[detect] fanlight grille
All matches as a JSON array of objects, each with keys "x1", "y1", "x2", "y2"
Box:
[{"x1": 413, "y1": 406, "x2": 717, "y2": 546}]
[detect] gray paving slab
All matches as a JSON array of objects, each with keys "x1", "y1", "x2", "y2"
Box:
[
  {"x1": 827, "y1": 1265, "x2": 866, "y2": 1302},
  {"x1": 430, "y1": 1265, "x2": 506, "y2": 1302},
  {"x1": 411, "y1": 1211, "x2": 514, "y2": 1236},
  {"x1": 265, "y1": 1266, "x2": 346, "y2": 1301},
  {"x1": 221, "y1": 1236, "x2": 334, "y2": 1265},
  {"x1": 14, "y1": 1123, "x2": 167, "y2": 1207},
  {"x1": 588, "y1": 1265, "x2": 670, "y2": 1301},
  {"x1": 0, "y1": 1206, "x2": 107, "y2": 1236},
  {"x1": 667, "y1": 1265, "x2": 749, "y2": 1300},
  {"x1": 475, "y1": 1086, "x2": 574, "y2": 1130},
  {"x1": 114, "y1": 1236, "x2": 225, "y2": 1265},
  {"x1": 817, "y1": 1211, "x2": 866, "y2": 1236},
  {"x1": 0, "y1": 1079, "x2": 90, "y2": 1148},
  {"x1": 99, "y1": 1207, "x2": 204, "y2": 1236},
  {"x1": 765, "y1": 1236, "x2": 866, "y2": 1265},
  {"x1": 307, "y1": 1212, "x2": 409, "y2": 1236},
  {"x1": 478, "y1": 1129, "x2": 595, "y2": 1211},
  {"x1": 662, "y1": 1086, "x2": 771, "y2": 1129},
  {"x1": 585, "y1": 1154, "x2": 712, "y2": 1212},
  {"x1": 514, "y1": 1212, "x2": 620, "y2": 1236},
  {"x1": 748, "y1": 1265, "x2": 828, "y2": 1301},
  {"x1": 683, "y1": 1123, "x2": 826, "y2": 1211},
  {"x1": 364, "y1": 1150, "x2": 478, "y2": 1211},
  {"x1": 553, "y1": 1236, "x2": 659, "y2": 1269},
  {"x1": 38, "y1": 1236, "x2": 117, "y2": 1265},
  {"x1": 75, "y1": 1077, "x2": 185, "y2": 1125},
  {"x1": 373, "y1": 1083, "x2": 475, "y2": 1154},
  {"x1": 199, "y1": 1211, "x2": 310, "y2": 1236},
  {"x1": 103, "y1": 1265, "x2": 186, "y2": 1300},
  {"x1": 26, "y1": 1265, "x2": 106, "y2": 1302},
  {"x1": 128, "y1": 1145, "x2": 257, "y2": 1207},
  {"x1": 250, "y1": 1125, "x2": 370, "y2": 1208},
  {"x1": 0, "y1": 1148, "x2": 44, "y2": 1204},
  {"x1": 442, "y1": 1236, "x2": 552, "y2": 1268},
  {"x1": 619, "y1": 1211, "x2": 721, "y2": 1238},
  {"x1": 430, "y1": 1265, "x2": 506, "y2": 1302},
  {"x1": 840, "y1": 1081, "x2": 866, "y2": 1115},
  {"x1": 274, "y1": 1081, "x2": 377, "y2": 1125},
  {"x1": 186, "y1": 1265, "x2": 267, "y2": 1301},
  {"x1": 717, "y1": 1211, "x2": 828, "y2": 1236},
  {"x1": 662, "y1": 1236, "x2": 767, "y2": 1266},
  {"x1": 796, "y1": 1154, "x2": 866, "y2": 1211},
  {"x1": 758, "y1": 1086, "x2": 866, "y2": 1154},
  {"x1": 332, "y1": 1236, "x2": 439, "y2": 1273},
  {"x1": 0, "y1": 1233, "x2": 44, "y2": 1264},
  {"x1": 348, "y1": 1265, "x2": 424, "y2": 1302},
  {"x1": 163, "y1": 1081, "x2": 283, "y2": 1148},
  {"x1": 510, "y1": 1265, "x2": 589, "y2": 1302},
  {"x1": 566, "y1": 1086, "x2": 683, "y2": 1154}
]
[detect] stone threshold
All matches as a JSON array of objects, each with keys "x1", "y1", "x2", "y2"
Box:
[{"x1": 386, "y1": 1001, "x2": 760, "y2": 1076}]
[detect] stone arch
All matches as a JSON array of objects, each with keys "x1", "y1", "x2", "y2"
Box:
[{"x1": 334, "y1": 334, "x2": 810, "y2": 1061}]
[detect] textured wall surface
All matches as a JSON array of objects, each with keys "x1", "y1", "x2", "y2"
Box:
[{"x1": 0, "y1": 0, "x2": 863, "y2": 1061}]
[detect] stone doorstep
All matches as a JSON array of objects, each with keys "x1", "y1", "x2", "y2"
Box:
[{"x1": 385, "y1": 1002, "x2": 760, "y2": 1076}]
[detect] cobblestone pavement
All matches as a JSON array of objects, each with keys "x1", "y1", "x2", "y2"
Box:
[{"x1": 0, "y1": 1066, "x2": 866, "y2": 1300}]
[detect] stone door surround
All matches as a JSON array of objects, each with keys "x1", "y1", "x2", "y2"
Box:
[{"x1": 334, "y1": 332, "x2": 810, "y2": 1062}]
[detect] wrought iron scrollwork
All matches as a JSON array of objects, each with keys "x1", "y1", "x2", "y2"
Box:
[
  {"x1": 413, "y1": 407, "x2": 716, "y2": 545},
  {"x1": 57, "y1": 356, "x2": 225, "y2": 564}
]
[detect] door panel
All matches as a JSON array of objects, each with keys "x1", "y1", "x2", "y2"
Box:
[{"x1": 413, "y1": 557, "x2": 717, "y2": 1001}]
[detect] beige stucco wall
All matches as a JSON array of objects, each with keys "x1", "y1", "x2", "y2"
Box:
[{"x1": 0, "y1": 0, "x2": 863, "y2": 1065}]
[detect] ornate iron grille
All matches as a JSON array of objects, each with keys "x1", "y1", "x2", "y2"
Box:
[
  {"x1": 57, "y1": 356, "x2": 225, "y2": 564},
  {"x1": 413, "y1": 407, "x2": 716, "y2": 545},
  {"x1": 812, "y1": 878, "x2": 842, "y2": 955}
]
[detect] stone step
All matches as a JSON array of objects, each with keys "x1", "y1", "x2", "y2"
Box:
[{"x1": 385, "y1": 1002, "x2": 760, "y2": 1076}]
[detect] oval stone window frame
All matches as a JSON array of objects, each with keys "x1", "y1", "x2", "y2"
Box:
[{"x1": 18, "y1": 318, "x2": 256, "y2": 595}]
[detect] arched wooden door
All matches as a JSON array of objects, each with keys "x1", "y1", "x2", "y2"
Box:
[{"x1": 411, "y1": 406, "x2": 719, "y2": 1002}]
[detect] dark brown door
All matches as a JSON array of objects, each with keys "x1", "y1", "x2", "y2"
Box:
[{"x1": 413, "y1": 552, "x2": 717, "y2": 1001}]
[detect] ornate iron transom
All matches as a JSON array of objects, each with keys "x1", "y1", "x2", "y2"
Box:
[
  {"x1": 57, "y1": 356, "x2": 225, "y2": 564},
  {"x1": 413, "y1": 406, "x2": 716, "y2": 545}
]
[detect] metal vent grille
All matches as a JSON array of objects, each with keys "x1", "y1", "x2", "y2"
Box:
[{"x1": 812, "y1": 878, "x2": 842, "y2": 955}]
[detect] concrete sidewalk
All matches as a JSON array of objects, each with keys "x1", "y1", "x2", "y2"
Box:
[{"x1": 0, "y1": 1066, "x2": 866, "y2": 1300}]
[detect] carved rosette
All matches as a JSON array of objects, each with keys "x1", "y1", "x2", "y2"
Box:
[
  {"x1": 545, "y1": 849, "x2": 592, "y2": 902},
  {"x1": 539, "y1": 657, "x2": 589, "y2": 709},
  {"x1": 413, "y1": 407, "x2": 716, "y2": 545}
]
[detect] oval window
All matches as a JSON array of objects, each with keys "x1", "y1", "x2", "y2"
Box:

* Task description *
Reproduce every line of the data above word for word and in the original order.

* Answer for the task *
[detect] fanlight grille
All matches as a JSON array of objects, each with keys "x1", "y1", "x2", "y2"
Box:
[{"x1": 413, "y1": 406, "x2": 717, "y2": 546}]
[detect] gray paving slab
All matches as a JSON array of objects, each with keys "x1", "y1", "x2", "y2"
Box:
[
  {"x1": 827, "y1": 1265, "x2": 866, "y2": 1302},
  {"x1": 430, "y1": 1265, "x2": 506, "y2": 1302},
  {"x1": 411, "y1": 1211, "x2": 514, "y2": 1236},
  {"x1": 265, "y1": 1266, "x2": 346, "y2": 1301},
  {"x1": 221, "y1": 1236, "x2": 334, "y2": 1265},
  {"x1": 14, "y1": 1123, "x2": 167, "y2": 1207},
  {"x1": 588, "y1": 1265, "x2": 670, "y2": 1301},
  {"x1": 0, "y1": 1206, "x2": 107, "y2": 1236},
  {"x1": 667, "y1": 1265, "x2": 749, "y2": 1300},
  {"x1": 475, "y1": 1086, "x2": 574, "y2": 1130},
  {"x1": 114, "y1": 1236, "x2": 225, "y2": 1265},
  {"x1": 817, "y1": 1211, "x2": 866, "y2": 1236},
  {"x1": 0, "y1": 1079, "x2": 90, "y2": 1148},
  {"x1": 99, "y1": 1207, "x2": 204, "y2": 1236},
  {"x1": 765, "y1": 1236, "x2": 866, "y2": 1265},
  {"x1": 307, "y1": 1212, "x2": 409, "y2": 1236},
  {"x1": 478, "y1": 1129, "x2": 595, "y2": 1211},
  {"x1": 662, "y1": 1086, "x2": 771, "y2": 1129},
  {"x1": 585, "y1": 1154, "x2": 712, "y2": 1212},
  {"x1": 514, "y1": 1212, "x2": 620, "y2": 1236},
  {"x1": 748, "y1": 1265, "x2": 828, "y2": 1301},
  {"x1": 683, "y1": 1123, "x2": 826, "y2": 1211},
  {"x1": 364, "y1": 1150, "x2": 478, "y2": 1211},
  {"x1": 553, "y1": 1236, "x2": 659, "y2": 1269},
  {"x1": 38, "y1": 1236, "x2": 117, "y2": 1265},
  {"x1": 75, "y1": 1077, "x2": 185, "y2": 1125},
  {"x1": 373, "y1": 1083, "x2": 475, "y2": 1154},
  {"x1": 199, "y1": 1211, "x2": 310, "y2": 1236},
  {"x1": 103, "y1": 1265, "x2": 186, "y2": 1300},
  {"x1": 26, "y1": 1265, "x2": 106, "y2": 1302},
  {"x1": 128, "y1": 1145, "x2": 257, "y2": 1207},
  {"x1": 250, "y1": 1125, "x2": 370, "y2": 1208},
  {"x1": 0, "y1": 1148, "x2": 44, "y2": 1204},
  {"x1": 442, "y1": 1236, "x2": 552, "y2": 1268},
  {"x1": 619, "y1": 1211, "x2": 721, "y2": 1238},
  {"x1": 430, "y1": 1265, "x2": 506, "y2": 1302},
  {"x1": 840, "y1": 1081, "x2": 866, "y2": 1115},
  {"x1": 274, "y1": 1081, "x2": 377, "y2": 1125},
  {"x1": 186, "y1": 1265, "x2": 267, "y2": 1301},
  {"x1": 717, "y1": 1211, "x2": 828, "y2": 1236},
  {"x1": 662, "y1": 1236, "x2": 767, "y2": 1266},
  {"x1": 796, "y1": 1154, "x2": 866, "y2": 1211},
  {"x1": 758, "y1": 1086, "x2": 866, "y2": 1154},
  {"x1": 332, "y1": 1236, "x2": 439, "y2": 1273},
  {"x1": 0, "y1": 1233, "x2": 44, "y2": 1264},
  {"x1": 348, "y1": 1265, "x2": 424, "y2": 1302},
  {"x1": 163, "y1": 1081, "x2": 283, "y2": 1148},
  {"x1": 510, "y1": 1265, "x2": 589, "y2": 1302},
  {"x1": 566, "y1": 1086, "x2": 683, "y2": 1154}
]
[detect] stone threshold
All matches as a JSON array of objects, each with keys "x1", "y1", "x2", "y2"
Box:
[{"x1": 386, "y1": 1001, "x2": 760, "y2": 1076}]
[detect] stone arch
All matches as a JSON array of objects, each with keys "x1", "y1", "x2", "y2"
Box:
[{"x1": 334, "y1": 334, "x2": 810, "y2": 1061}]
[detect] textured wall surface
All matches as a JSON array of objects, each with keys "x1", "y1", "x2", "y2"
Box:
[{"x1": 0, "y1": 0, "x2": 863, "y2": 1061}]
[detect] stone doorstep
All matches as a JSON array of objects, each with keys "x1", "y1", "x2", "y2"
Box:
[{"x1": 385, "y1": 1002, "x2": 760, "y2": 1076}]
[detect] cobblestone pavement
All matches as a JSON array of objects, each with keys "x1", "y1", "x2", "y2"
Box:
[{"x1": 0, "y1": 1066, "x2": 866, "y2": 1300}]
[detect] stone door surround
All matches as a JSON array of objects, each with keys "x1", "y1", "x2", "y2"
Box:
[{"x1": 334, "y1": 332, "x2": 810, "y2": 1062}]
[detect] wrought iron scrollwork
All matches as a JSON array of objects, each with keys "x1", "y1", "x2", "y2"
Box:
[
  {"x1": 413, "y1": 407, "x2": 716, "y2": 545},
  {"x1": 57, "y1": 356, "x2": 225, "y2": 564}
]
[detect] door panel
All matches as a JSON array of objects, each with keys "x1", "y1", "x2", "y2"
Box:
[{"x1": 413, "y1": 557, "x2": 717, "y2": 1001}]
[detect] beige stucco wall
All matches as a JSON array of objects, each with keys "x1", "y1", "x2", "y2"
Box:
[{"x1": 0, "y1": 0, "x2": 863, "y2": 1065}]
[detect] ornate iron grille
All matches as a JSON array of objects, each with keys "x1", "y1", "x2", "y2"
Box:
[
  {"x1": 57, "y1": 356, "x2": 225, "y2": 564},
  {"x1": 413, "y1": 407, "x2": 716, "y2": 545},
  {"x1": 812, "y1": 878, "x2": 842, "y2": 955}
]
[detect] stone step
All matches as a JSON array of objects, each with keys "x1", "y1", "x2", "y2"
Box:
[{"x1": 385, "y1": 1002, "x2": 760, "y2": 1076}]
[detect] oval stone window frame
All matches as a JSON array of objects, each with keys "x1", "y1", "x2", "y2"
Box:
[{"x1": 18, "y1": 318, "x2": 256, "y2": 595}]
[detect] arched wooden door
All matches as a JSON array of objects, each with keys "x1", "y1", "x2", "y2"
Box:
[{"x1": 411, "y1": 406, "x2": 719, "y2": 1002}]
[detect] dark brown door
All matches as a JSON array of objects, each with keys "x1", "y1", "x2", "y2"
Box:
[{"x1": 413, "y1": 552, "x2": 717, "y2": 1001}]
[detect] ornate iron transom
All matches as a JSON array of objects, each with keys "x1", "y1", "x2", "y2"
Box:
[
  {"x1": 57, "y1": 356, "x2": 225, "y2": 564},
  {"x1": 413, "y1": 406, "x2": 716, "y2": 545}
]
[detect] metal vent grille
All matches as a JSON array of objects, each with keys "x1", "y1", "x2", "y2"
Box:
[{"x1": 812, "y1": 878, "x2": 842, "y2": 955}]
[detect] concrete sidewalk
All matches as a JSON array of objects, each with keys "x1", "y1", "x2", "y2"
Box:
[{"x1": 0, "y1": 1066, "x2": 866, "y2": 1300}]
[detect] carved rosette
All matches as a JSON array of objects, each with keys "x1", "y1", "x2", "y2"
Box:
[
  {"x1": 545, "y1": 849, "x2": 592, "y2": 902},
  {"x1": 539, "y1": 657, "x2": 589, "y2": 709},
  {"x1": 413, "y1": 407, "x2": 716, "y2": 545}
]
[detect] oval window
All matches as a JSON array of objects, each with keys "x1", "y1", "x2", "y2"
Box:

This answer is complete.